Publié dans Bouquinade, Litté de l'imaginaire (SF, Fantasy, Fantastique)

L’École de Minuit (Maëlle Désard)

Ami du jour, bonjour !

Je répare aujourd’hui une impardonnable bévue, un effroyable oubli, une monumentale erreur (toujours plus) : je l’ai lu, je l’ai encensé, je l’ai fait gagné, mais l’ai-je chroniqué ? Nope. Je me rachète donc par ce billet, dont vous connaissez le contenu si vous me suivez sur les réseaux.

Sarakontkoi ?
Siméon, 15 ans, est un jeune hybride, mi-humain, mi-vampire, qui s’apprête à intégrer l’école de Minuit. Cette école un peu particulière accueille en fait dans le monde des Diurnes, les humains, des habitants de Minuit, le pays des créatures surnaturelles. Timide, mal à l’aise avec son corps, binoclard, Siméon n’a hérité de sa mère vampire que son régime alimentaire sanguin. Contre toute attente (surtout la sienne), Siméon parvient tout de même à se faire un petit groupe d’amis : une liche (Joël, fabriqué à base d’autres créatures mortes), un triton (Colin, un garçon-sirène) et une louve (Eir). Entre trafic de thaume (la substance magique qui fait vivre le monde de Minuit) et disparitions d’élèves, l’école paraît à Siméon de plus en plus louche… jusqu’à la disparition de sa grande sœur, qui le fait plonger à pieds joints dans une histoire qui pourrait bien le dépasser.

Tenpenskoi ?
C’est une vraie question ? J’ai A-DO-RÉ ! Le roman n’est pas exempt de défauts sur lesquels je ne vais passer que très rapidement (c’est mon billet, je fait ce que je veux) : quelques ellipses temporelles que j’ai trouvées maladroites (parce qu’un peu rapides), une ou deux conjugaisons hasardeuses, et (Maëlle, enfin !) 4 « je vous partage ». Rien d’impardonnable quoi.

* * * * * * * * *

[Consigne 1] Reproduisez à l'identique les enregistrements, depuis leur tout début jusqu'à la ligne contenant « [[358, 0, 600, 325], [356, 22, 558, 325]] », celle-ci comprise. Omettez les images dans votre réponse.

[Données présentées]
* * * * * * * * *

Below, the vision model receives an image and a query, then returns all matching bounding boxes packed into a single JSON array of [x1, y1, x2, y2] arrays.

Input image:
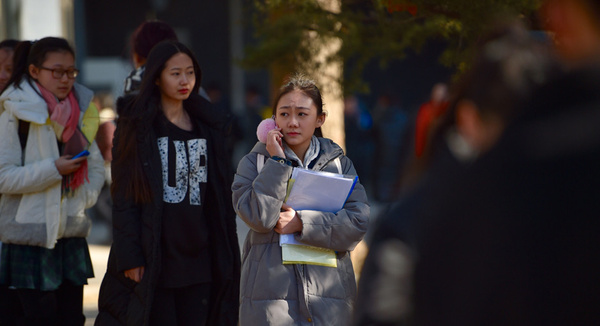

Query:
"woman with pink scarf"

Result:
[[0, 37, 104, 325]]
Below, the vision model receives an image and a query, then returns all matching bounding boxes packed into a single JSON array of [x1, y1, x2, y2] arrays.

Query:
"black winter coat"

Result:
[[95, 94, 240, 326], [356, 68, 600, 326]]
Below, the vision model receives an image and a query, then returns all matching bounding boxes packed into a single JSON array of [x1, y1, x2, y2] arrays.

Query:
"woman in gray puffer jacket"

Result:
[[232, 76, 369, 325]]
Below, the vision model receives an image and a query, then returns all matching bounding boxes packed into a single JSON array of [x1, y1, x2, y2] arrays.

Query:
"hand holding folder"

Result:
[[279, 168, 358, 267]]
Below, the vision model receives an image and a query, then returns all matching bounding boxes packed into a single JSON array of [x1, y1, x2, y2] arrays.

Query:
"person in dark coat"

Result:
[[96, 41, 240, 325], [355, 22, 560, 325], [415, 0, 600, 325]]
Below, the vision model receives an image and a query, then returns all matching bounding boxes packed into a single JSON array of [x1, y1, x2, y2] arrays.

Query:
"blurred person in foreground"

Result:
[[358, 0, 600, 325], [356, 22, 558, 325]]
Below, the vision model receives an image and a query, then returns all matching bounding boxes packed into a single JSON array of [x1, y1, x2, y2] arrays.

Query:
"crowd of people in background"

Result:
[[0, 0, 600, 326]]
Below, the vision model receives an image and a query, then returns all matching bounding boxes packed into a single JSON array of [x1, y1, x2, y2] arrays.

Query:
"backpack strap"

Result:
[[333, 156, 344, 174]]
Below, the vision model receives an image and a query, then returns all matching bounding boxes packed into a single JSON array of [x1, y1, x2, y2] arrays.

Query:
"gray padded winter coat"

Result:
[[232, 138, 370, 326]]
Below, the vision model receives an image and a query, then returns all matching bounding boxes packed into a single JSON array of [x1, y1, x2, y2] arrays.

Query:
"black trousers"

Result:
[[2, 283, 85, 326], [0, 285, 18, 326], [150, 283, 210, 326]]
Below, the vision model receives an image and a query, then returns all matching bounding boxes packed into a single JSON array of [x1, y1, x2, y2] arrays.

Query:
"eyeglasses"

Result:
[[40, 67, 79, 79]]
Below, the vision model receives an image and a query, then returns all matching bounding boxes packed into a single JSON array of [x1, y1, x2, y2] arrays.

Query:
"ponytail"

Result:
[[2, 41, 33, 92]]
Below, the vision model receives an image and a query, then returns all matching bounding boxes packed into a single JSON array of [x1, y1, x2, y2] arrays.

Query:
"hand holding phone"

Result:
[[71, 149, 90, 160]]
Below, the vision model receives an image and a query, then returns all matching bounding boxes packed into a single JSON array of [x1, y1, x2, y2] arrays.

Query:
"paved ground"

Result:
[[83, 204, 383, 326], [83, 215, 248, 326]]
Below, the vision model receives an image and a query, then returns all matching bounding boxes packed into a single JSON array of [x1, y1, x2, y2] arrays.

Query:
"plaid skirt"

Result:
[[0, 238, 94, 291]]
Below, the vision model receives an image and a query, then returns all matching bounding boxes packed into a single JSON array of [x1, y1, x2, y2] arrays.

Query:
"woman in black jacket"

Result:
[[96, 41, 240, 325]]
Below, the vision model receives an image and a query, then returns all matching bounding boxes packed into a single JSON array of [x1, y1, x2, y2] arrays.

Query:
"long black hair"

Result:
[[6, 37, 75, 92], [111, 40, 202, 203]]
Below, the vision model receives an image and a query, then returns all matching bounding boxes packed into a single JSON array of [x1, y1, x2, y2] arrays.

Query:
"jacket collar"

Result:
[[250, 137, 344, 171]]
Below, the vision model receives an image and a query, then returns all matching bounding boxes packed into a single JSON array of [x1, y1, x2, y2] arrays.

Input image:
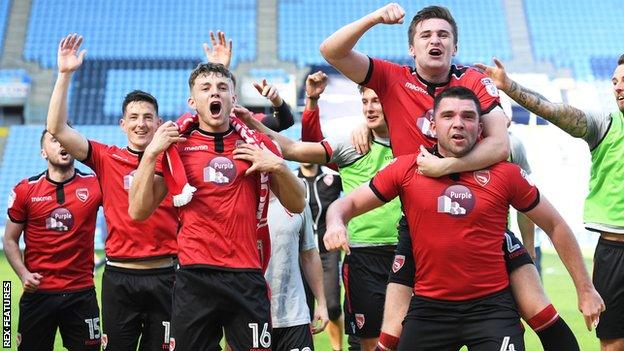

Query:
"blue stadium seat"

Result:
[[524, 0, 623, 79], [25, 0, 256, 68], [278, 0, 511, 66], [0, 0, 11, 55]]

* * * * * * * * *

[Consigne 2] Renvoyez sans aucune modification tout le passage de la chronique sur L'École de Minuit, depuis « Siméon, 15 ans, est » jusqu'à « Tenpenskoi ? » inclus.

[Réponse rédigée 1]
Below, the vision model receives an image and a query, then returns all matching bounding boxes packed into a single JSON array of [x1, y1, x2, y2] arrays.

Input image:

Query:
"woman with pink scarf"

Result:
[[0, 37, 104, 325]]
Below, the vision model receives an image and a query, then returns all matching bounding boxes packed into a single JSON array of [x1, y1, x2, y2] arrays.

Query:
"black winter coat"

Result:
[[95, 94, 240, 326], [356, 68, 600, 326]]
Below, the vision model receives an image and a query, then returns all matching bounding boxes packed into a single JSON array of [x1, y1, x2, y2] arrays.

Query:
"woman in gray puffer jacket"

Result:
[[232, 76, 369, 325]]
Below, the vision model receives an image and a query, then returns all matching bounding boxes packed into a single JSON array of [x1, y1, x2, y2] arrays.

Query:
"hand holding folder"

Result:
[[279, 168, 358, 267]]
Below, the vision model receives an image and a query, then returns all matching bounding boxes packed into a single JSON array of [x1, y1, x2, y2] arrays.

Query:
"person in dark coat"

Result:
[[96, 41, 240, 325], [355, 22, 560, 325], [415, 0, 600, 325]]
Below, the vision model receives an image and a query, then returns all matching bounding boxes packed into a single JSON array of [x1, y1, x2, y2] arrays.

Query:
"blurred person in foreground"

Result:
[[358, 0, 600, 325], [356, 22, 558, 325]]

[Réponse rédigée 2]
Siméon, 15 ans, est un jeune hybride, mi-humain, mi-vampire, qui s’apprête à intégrer l’école de Minuit. Cette école un peu particulière accueille en fait dans le monde des Diurnes, les humains, des habitants de Minuit, le pays des créatures surnaturelles. Timide, mal à l’aise avec son corps, binoclard, Siméon n’a hérité de sa mère vampire que son régime alimentaire sanguin. Contre toute attente (surtout la sienne), Siméon parvient tout de même à se faire un petit groupe d’amis : une liche (Joël, fabriqué à base d’autres créatures mortes), un triton (Colin, un garçon-sirène) et une louve (Eir). Entre trafic de thaume (la substance magique qui fait vivre le monde de Minuit) et disparitions d’élèves, l’école paraît à Siméon de plus en plus louche… jusqu’à la disparition de sa grande sœur, qui le fait plonger à pieds joints dans une histoire qui pourrait bien le dépasser.

Tenpenskoi ?